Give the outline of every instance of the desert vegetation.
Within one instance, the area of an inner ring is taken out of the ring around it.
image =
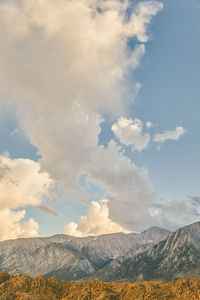
[[[2,300],[161,300],[200,299],[200,279],[181,279],[176,282],[69,282],[56,277],[31,278],[27,274],[0,273]]]

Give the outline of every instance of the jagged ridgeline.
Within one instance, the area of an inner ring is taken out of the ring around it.
[[[200,299],[200,280],[182,279],[177,282],[69,282],[44,276],[10,276],[0,273],[0,299],[2,300],[162,300]]]
[[[152,227],[142,233],[56,235],[0,243],[0,271],[69,281],[200,278],[199,261],[200,223],[173,233]]]
[[[89,279],[108,281],[200,278],[200,223],[185,226],[164,241],[120,264],[110,263]]]
[[[120,264],[168,235],[168,231],[152,227],[142,233],[86,238],[56,235],[4,241],[0,243],[0,271],[80,280],[111,262]]]

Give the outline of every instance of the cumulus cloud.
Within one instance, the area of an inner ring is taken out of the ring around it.
[[[177,126],[175,130],[166,130],[162,133],[156,133],[153,141],[156,143],[164,143],[166,140],[179,140],[180,136],[185,133],[182,126]]]
[[[112,131],[120,143],[132,146],[132,150],[142,151],[150,142],[149,133],[142,133],[143,123],[139,119],[126,119],[121,117],[112,125]]]
[[[45,114],[47,107],[66,111],[72,102],[119,113],[129,101],[123,97],[129,88],[126,75],[144,53],[143,44],[130,51],[128,39],[146,42],[147,26],[162,9],[157,1],[141,2],[127,18],[130,5],[119,0],[1,2],[1,92],[18,97],[23,107],[28,101],[36,109],[32,117],[38,110]]]
[[[14,209],[41,204],[52,184],[39,163],[0,156],[0,240],[37,236],[38,224],[33,219],[21,221],[25,210]]]
[[[85,171],[88,180],[107,189],[109,215],[114,222],[128,230],[140,231],[150,221],[149,208],[158,199],[149,182],[148,170],[132,163],[113,140],[98,150]],[[141,223],[141,218],[145,222]]]
[[[17,103],[42,167],[68,187],[75,187],[82,162],[93,159],[97,111],[119,114],[138,91],[128,74],[145,46],[132,51],[127,43],[148,40],[147,26],[162,4],[141,2],[127,18],[130,7],[118,0],[0,4],[0,92]]]
[[[0,156],[0,210],[41,204],[51,184],[39,163]]]
[[[73,236],[101,235],[107,233],[124,232],[127,229],[109,218],[108,200],[103,199],[100,203],[92,201],[87,216],[81,216],[78,223],[65,224],[64,232]]]
[[[0,210],[0,241],[38,236],[38,223],[33,219],[21,221],[24,216],[25,210]]]
[[[68,190],[77,190],[79,175],[87,174],[107,189],[109,218],[128,230],[140,226],[141,218],[148,222],[157,196],[145,168],[137,168],[114,141],[99,145],[100,124],[102,115],[115,120],[134,102],[140,84],[132,71],[145,53],[148,25],[163,7],[158,1],[132,4],[0,3],[0,94],[16,108],[20,128],[41,155],[42,170]],[[147,135],[141,136],[133,143],[138,150],[148,144]],[[21,205],[41,205],[32,192],[29,200],[22,197]]]

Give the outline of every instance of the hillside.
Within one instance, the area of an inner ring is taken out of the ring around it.
[[[162,300],[199,299],[200,279],[177,282],[108,283],[102,281],[68,282],[55,277],[31,278],[28,275],[10,276],[0,273],[2,300]]]
[[[171,233],[165,241],[122,263],[111,262],[88,279],[107,281],[200,278],[200,223]]]
[[[56,235],[4,241],[0,243],[0,271],[78,280],[115,259],[121,262],[141,253],[168,235],[169,231],[152,227],[142,233],[85,238]]]

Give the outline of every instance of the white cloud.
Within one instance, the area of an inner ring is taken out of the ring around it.
[[[32,118],[47,108],[66,111],[72,102],[122,111],[128,102],[127,72],[145,51],[144,45],[128,50],[127,41],[146,42],[147,26],[162,9],[157,1],[141,2],[127,19],[130,5],[118,0],[0,3],[1,92],[18,98],[23,108],[28,103]]]
[[[134,28],[135,35],[138,41],[147,42],[149,37],[147,35],[147,25],[151,22],[152,16],[154,16],[159,10],[163,8],[163,4],[157,1],[144,1],[139,2],[135,13],[131,16],[131,21],[127,30]]]
[[[0,156],[0,210],[41,204],[52,183],[39,163]]]
[[[76,187],[82,164],[95,157],[101,130],[95,111],[118,115],[138,91],[128,73],[145,46],[131,51],[127,42],[134,36],[148,39],[147,25],[162,4],[142,2],[127,20],[129,5],[118,0],[0,4],[0,92],[17,103],[42,167],[70,188]]]
[[[24,216],[25,210],[0,210],[0,241],[38,236],[38,223],[33,219],[21,221]]]
[[[157,143],[164,143],[166,140],[179,140],[180,136],[185,133],[182,126],[177,126],[175,130],[166,130],[162,133],[156,133],[153,141]]]
[[[112,125],[112,131],[126,146],[132,146],[132,150],[142,151],[148,147],[150,142],[149,133],[142,133],[143,123],[139,119],[126,119],[121,117],[117,123]]]
[[[33,219],[22,221],[25,210],[13,209],[41,204],[52,185],[39,163],[0,156],[0,240],[38,235],[38,223]]]
[[[108,200],[106,199],[101,200],[101,203],[92,201],[88,209],[88,215],[81,216],[78,223],[65,224],[64,233],[81,237],[116,232],[129,233],[130,231],[109,218],[107,202]]]
[[[149,208],[157,200],[148,171],[136,167],[116,142],[112,140],[108,147],[100,147],[85,173],[88,180],[94,180],[107,189],[111,220],[136,231],[145,227],[144,223],[148,224]]]
[[[139,227],[141,218],[148,222],[156,195],[146,169],[131,163],[115,142],[99,146],[101,114],[119,117],[134,102],[140,84],[129,75],[140,64],[148,25],[163,5],[131,6],[119,0],[0,3],[0,94],[17,108],[20,128],[39,149],[42,170],[71,190],[79,188],[80,173],[88,174],[108,190],[109,218],[127,228]],[[127,46],[132,37],[139,41],[133,51]],[[147,139],[136,147],[145,147]],[[18,203],[40,205],[31,187],[30,199],[16,194]]]

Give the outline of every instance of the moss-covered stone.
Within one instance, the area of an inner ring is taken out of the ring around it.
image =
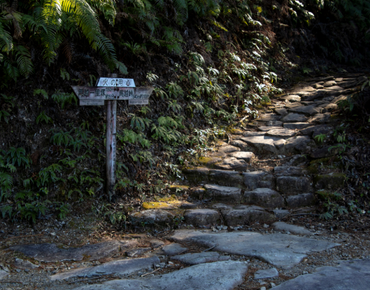
[[[144,209],[172,209],[175,207],[179,207],[181,205],[181,201],[177,200],[173,196],[170,197],[163,197],[157,199],[157,201],[153,202],[144,202],[142,207]]]
[[[310,165],[307,167],[307,171],[310,174],[318,174],[323,169],[339,168],[340,163],[338,158],[325,157],[316,160],[312,160]]]
[[[234,135],[243,135],[244,130],[239,129],[239,128],[230,128],[230,129],[228,129],[228,132],[230,134],[234,134]]]
[[[198,163],[200,163],[201,165],[211,166],[217,162],[220,162],[221,160],[222,158],[220,157],[200,157],[198,159]]]
[[[329,174],[318,174],[313,178],[316,189],[338,189],[343,186],[346,180],[346,175],[340,172],[332,172]]]

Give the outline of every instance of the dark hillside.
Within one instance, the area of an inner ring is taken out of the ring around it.
[[[169,193],[182,165],[279,86],[370,59],[365,0],[0,0],[0,11],[0,212],[12,221],[107,200],[105,109],[79,106],[71,85],[117,73],[155,88],[149,106],[118,104],[115,201],[129,211]]]

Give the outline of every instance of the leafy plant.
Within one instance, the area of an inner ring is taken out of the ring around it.
[[[46,115],[45,111],[42,111],[36,118],[36,123],[45,122],[46,124],[53,123],[53,119]]]
[[[24,165],[26,168],[30,167],[30,159],[26,155],[26,150],[24,148],[10,147],[8,151],[3,151],[4,159],[6,163],[11,165]]]
[[[65,104],[77,104],[77,97],[73,93],[61,93],[56,92],[54,93],[51,98],[56,101],[62,109],[64,109]]]

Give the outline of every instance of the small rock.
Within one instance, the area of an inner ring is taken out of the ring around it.
[[[0,270],[0,280],[5,278],[6,276],[8,276],[9,273],[4,271],[4,270]]]
[[[179,255],[179,254],[186,252],[187,250],[188,250],[187,248],[184,248],[183,246],[177,243],[172,243],[162,248],[162,251],[164,252],[164,254],[168,256]]]
[[[151,251],[151,248],[137,248],[137,249],[132,249],[126,252],[126,255],[128,257],[135,257],[135,256],[141,256],[145,254],[146,252]]]
[[[35,269],[39,267],[38,265],[31,263],[30,261],[25,261],[19,258],[15,258],[14,266],[18,269],[23,269],[23,270]]]
[[[287,96],[285,97],[285,101],[287,102],[300,102],[301,101],[301,97],[298,96],[298,95],[290,95],[290,96]]]
[[[254,273],[254,279],[269,279],[279,276],[278,270],[276,268],[271,268],[267,270],[258,270]]]
[[[275,222],[272,225],[277,231],[292,232],[292,233],[299,234],[299,235],[311,235],[312,234],[309,230],[303,227],[290,225],[284,222]]]
[[[335,86],[337,84],[336,81],[327,81],[324,83],[324,87],[332,87],[332,86]]]
[[[178,260],[185,264],[196,265],[201,263],[227,261],[230,256],[221,256],[217,252],[188,253],[184,255],[173,256],[172,259]]]
[[[150,240],[149,243],[150,243],[150,246],[152,248],[154,248],[154,249],[160,248],[160,247],[162,247],[164,245],[164,242],[163,241],[156,240],[156,239]]]
[[[290,214],[289,210],[286,209],[274,209],[273,212],[278,219],[285,218]]]
[[[275,113],[279,114],[280,116],[285,116],[288,114],[288,111],[284,108],[276,108]]]

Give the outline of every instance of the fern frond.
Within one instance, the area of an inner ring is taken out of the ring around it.
[[[24,46],[18,45],[16,47],[16,59],[20,73],[28,77],[33,69],[31,54],[28,49]]]
[[[13,39],[9,31],[5,30],[0,19],[0,51],[9,52],[13,49]]]

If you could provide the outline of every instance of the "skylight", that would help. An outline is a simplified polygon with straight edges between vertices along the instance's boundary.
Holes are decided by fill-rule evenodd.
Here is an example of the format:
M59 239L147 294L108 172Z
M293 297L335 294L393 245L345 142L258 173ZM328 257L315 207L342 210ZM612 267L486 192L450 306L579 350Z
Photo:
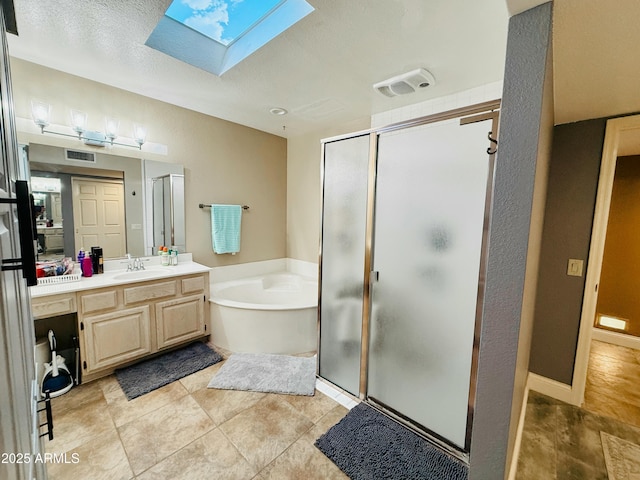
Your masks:
M165 15L229 45L282 0L173 0Z
M313 10L305 0L173 0L146 45L222 75Z

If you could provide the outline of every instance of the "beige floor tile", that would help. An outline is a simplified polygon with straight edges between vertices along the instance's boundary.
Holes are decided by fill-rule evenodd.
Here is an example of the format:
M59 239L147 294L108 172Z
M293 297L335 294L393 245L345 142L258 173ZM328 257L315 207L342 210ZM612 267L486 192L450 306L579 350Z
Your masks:
M73 387L64 395L51 399L54 415L61 415L69 410L81 407L87 402L103 400L102 389L96 382L90 382Z
M85 402L60 415L54 412L53 440L45 440L45 450L51 453L69 452L98 435L115 432L115 428L104 399Z
M87 443L74 449L74 457L67 455L67 462L47 465L49 480L69 478L91 480L129 480L133 472L124 452L120 437L114 429L93 437Z
M260 470L312 426L290 403L269 395L219 428L249 464Z
M120 427L164 405L175 402L187 394L187 390L180 382L170 383L133 400L127 400L124 394L117 398L115 394L111 394L109 395L111 402L108 404L109 413L111 413L116 426Z
M138 475L213 428L197 402L185 396L118 427L118 431L131 468Z
M100 380L96 380L95 382L91 383L96 383L100 386L102 394L104 395L104 399L107 401L107 403L113 403L127 399L115 375L109 375L108 377L101 378Z
M137 480L248 480L255 474L220 429L215 429L139 475Z
M313 442L305 437L297 440L258 476L260 480L348 480Z
M342 480L348 477L327 458L314 443L327 430L342 420L348 410L336 404L316 425L305 432L293 445L267 465L259 480Z
M267 394L205 388L197 390L192 397L200 404L216 425L222 425L238 413L252 407Z
M320 418L314 427L305 433L306 436L312 437L310 440L314 442L320 435L325 433L342 418L349 413L349 410L342 405L336 405L329 412L327 412L322 418Z
M210 367L200 370L199 372L192 373L191 375L181 378L180 383L189 393L207 388L207 385L213 376L218 373L218 370L220 370L223 364L224 362L218 362L215 365L211 365Z
M315 391L315 395L278 395L278 398L285 400L299 413L303 414L313 423L316 423L330 410L338 404L335 400L327 397L324 393Z

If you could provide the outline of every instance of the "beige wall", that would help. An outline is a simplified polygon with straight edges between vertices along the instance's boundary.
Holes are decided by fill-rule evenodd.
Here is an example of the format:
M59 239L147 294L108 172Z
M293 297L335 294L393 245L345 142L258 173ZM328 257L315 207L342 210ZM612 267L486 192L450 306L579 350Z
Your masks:
M20 59L11 59L11 69L20 142L182 164L187 250L194 260L218 266L285 256L286 139ZM124 147L96 149L74 139L35 133L33 123L23 120L31 118L32 98L52 105L52 124L68 125L69 108L87 112L92 130L104 129L105 116L119 118L125 137L132 136L134 122L141 123L147 127L147 141L166 145L168 155ZM243 216L240 253L213 253L209 210L199 209L199 203L251 207Z
M368 129L369 117L290 138L287 144L287 256L317 262L320 240L320 140Z
M640 336L640 156L619 157L611 193L596 315L627 320ZM597 317L596 317L597 318Z

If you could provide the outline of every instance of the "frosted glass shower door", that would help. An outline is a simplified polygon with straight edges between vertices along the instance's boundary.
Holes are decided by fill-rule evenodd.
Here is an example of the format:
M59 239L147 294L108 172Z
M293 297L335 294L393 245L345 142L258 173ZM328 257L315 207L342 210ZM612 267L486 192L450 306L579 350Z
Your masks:
M370 400L465 450L491 122L378 143Z
M326 143L319 374L360 393L369 135Z

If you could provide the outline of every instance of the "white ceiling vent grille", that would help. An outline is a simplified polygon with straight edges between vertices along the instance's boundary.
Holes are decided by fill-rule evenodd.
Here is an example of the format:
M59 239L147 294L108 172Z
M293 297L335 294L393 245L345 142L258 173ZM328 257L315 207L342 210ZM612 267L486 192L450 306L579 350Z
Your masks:
M424 68L418 68L402 75L392 77L388 80L376 83L373 88L387 97L406 95L416 90L435 85L436 80L433 75Z
M81 152L79 150L65 149L65 158L74 162L96 163L96 154L91 152Z

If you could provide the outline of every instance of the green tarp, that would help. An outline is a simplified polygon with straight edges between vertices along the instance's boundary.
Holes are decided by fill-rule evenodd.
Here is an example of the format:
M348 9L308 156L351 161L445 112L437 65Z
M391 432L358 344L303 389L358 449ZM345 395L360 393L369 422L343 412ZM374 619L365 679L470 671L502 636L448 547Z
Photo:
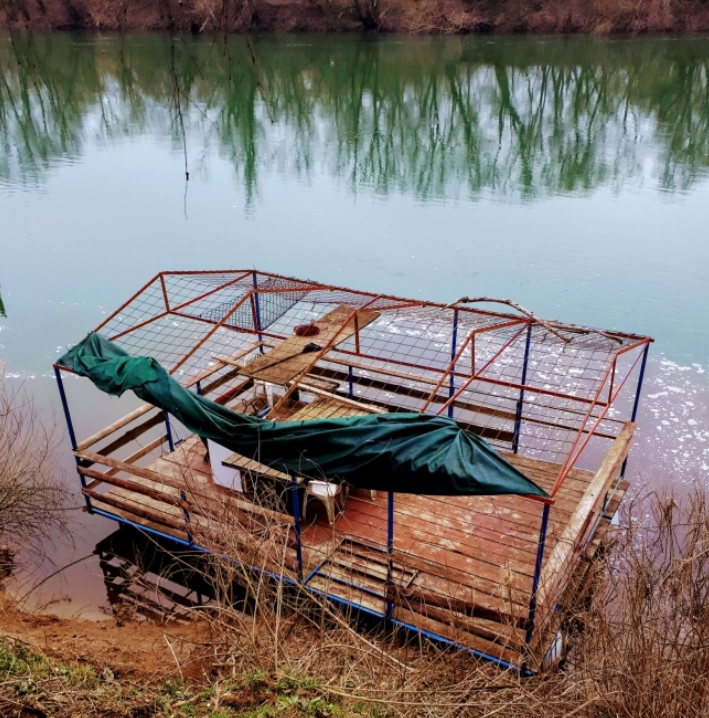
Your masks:
M99 389L164 409L189 431L267 464L355 488L439 496L546 493L453 419L392 413L274 422L185 389L152 358L89 334L58 362Z

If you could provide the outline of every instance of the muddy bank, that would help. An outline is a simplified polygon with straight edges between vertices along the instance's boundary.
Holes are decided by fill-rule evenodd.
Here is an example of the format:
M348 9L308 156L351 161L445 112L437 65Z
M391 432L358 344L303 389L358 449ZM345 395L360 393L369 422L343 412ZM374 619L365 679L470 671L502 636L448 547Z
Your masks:
M222 32L695 33L705 0L4 0L12 29Z

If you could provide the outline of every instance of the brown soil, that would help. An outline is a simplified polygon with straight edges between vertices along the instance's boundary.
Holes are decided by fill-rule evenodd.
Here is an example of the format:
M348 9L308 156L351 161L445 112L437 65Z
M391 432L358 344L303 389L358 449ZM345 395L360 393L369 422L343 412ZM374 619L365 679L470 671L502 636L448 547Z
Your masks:
M222 32L709 31L704 0L1 0L0 27Z
M208 629L200 622L158 626L110 619L85 621L21 611L0 590L0 637L19 640L42 655L66 664L86 663L100 675L108 669L116 679L158 683L176 677L203 678L190 661ZM182 674L171 651L180 662Z

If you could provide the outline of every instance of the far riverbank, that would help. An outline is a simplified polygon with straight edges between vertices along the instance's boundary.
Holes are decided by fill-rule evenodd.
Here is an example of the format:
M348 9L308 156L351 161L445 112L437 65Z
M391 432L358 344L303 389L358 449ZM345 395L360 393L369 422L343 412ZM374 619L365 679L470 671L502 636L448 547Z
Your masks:
M649 34L709 31L703 0L5 0L11 30Z

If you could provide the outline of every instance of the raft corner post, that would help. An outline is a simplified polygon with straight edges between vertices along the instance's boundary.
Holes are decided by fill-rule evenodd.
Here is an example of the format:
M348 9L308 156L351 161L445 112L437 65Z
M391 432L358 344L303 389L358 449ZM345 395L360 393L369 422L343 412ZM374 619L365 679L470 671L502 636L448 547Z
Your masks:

> _TASK DESCRIPTION_:
From the data above, gather every line that includes the word "cloud".

> _SOLUTION_:
Give the outline of every instance of the cumulus cloud.
Give the outline of every instance of the white cloud.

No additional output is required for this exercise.